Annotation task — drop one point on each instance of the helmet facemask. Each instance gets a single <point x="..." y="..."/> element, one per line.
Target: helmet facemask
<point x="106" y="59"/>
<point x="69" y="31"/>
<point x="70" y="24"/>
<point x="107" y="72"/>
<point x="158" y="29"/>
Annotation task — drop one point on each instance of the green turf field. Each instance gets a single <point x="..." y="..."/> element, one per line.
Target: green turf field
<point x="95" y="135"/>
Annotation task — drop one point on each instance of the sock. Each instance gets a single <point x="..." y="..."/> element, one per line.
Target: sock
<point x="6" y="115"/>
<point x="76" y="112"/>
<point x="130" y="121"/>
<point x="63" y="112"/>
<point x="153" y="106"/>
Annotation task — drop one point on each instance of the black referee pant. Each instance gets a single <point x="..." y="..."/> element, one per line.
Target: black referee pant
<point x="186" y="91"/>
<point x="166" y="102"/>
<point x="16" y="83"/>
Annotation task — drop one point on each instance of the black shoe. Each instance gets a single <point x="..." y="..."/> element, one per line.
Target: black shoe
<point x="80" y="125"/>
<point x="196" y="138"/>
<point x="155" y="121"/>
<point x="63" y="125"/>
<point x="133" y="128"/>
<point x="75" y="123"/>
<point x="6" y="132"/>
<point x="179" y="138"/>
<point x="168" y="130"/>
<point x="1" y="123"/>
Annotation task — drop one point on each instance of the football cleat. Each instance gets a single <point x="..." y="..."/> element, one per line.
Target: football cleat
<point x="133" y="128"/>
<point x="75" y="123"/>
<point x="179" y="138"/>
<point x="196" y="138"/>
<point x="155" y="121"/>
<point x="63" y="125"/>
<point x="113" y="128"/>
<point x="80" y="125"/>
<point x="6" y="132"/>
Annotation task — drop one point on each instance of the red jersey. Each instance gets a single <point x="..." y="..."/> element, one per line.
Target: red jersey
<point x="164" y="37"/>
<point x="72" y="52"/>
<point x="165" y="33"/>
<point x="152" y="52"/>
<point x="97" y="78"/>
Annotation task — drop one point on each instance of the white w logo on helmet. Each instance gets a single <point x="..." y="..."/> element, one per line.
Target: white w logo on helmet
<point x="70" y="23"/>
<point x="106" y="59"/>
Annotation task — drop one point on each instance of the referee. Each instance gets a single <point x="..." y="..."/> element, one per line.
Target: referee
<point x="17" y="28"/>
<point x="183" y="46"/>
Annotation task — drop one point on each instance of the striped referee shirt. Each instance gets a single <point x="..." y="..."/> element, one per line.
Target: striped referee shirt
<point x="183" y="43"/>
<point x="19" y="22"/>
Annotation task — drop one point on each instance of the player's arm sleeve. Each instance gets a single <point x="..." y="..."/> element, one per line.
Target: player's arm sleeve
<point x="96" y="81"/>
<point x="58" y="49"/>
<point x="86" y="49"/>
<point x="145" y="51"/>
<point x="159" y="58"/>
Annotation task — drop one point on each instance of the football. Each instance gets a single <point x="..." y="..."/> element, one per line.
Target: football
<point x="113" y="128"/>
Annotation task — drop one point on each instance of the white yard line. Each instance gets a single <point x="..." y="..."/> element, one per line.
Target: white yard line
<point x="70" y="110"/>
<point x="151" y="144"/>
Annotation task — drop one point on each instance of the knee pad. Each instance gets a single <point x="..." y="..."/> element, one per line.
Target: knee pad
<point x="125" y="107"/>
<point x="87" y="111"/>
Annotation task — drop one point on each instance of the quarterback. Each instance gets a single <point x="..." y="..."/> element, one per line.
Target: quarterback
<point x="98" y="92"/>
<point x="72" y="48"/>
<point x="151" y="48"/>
•••••
- _Request_:
Please retype the listing above line for line, changing nothing.

- _Output for this exercise_:
Annotation task — drop one point on each instance of the helmet facemask. Each instance gets a single <point x="..." y="..."/> element, one per line.
Target: helmet facemask
<point x="106" y="59"/>
<point x="69" y="31"/>
<point x="70" y="24"/>
<point x="107" y="72"/>
<point x="158" y="29"/>
Annotation task — drop one point on each instance of the green turf field. Each instance gets a single <point x="..." y="..."/> element, one per line.
Target: green turf field
<point x="95" y="135"/>
Annotation task — drop one point on each instance of the sock. Each instance gets a single <point x="..." y="..."/> element, one per line.
Target: sock
<point x="6" y="115"/>
<point x="76" y="112"/>
<point x="130" y="121"/>
<point x="63" y="112"/>
<point x="153" y="106"/>
Annotation task — drop one point on each instance of the black referee pant. Each instance gets a single <point x="..." y="..."/> element, one per line.
Target: black referee pant
<point x="186" y="91"/>
<point x="166" y="102"/>
<point x="16" y="83"/>
Annotation task — drop one point on each instance of the black shoe. Each instance gets a single <point x="..." y="..."/> element, one per line.
Target: black shoe
<point x="80" y="125"/>
<point x="196" y="138"/>
<point x="155" y="121"/>
<point x="63" y="125"/>
<point x="133" y="128"/>
<point x="75" y="123"/>
<point x="6" y="132"/>
<point x="179" y="138"/>
<point x="168" y="130"/>
<point x="1" y="123"/>
Annotation task — drop one point on each instance of the football cleat. Each instance gets a single <point x="..." y="..."/> element, one per line.
Target: football cleat
<point x="133" y="128"/>
<point x="75" y="123"/>
<point x="179" y="138"/>
<point x="196" y="138"/>
<point x="155" y="121"/>
<point x="63" y="125"/>
<point x="113" y="128"/>
<point x="80" y="125"/>
<point x="6" y="132"/>
Annotation task — drop one point on each instance of the red jersey. Each instance gets a single <point x="..." y="..."/> element, one per line.
Target: red jersey
<point x="164" y="37"/>
<point x="72" y="52"/>
<point x="165" y="33"/>
<point x="152" y="52"/>
<point x="97" y="78"/>
Annotation task — drop one point on each instance of the white w logo on helmet. Each instance gets a single <point x="..." y="..."/> element, one per line.
Target: white w logo on helmet
<point x="70" y="23"/>
<point x="106" y="59"/>
Annotation task — drop one point on each instance of the referee. Each instance gets a single <point x="..." y="..."/> element, one per line.
Target: referee
<point x="17" y="28"/>
<point x="183" y="46"/>
Annotation task — drop one point on each instance of the striped referee shirt. Each instance gets a single <point x="..." y="..."/> element, one per line.
Target: striped referee shirt
<point x="183" y="43"/>
<point x="19" y="22"/>
Annotation task — drop one point on each instance of the player's arm sleeve. Each instance gets a single <point x="..." y="..."/> element, one per line.
Target: player's arm sleeve
<point x="96" y="81"/>
<point x="58" y="49"/>
<point x="86" y="49"/>
<point x="145" y="51"/>
<point x="159" y="58"/>
Annotation task — drop one point on each instance of the football. Each instance gets a single <point x="..." y="..."/> element, one per line.
Target: football
<point x="113" y="128"/>
Annotation task — drop one point on each instance of the white yard line. Each instance gets a single <point x="..." y="..."/> element, one per line.
Target: white yard line
<point x="70" y="110"/>
<point x="151" y="144"/>
Annotation task — drop one point on each instance of the knee pad. Each instance gets a single <point x="..." y="..."/> element, one per line.
Target: knee pad
<point x="125" y="107"/>
<point x="87" y="111"/>
Annotation task — drop one point on each instance of the quarterback. Each instance gets a single <point x="..." y="..."/> element, one per line.
Target: quarterback
<point x="98" y="92"/>
<point x="72" y="48"/>
<point x="151" y="48"/>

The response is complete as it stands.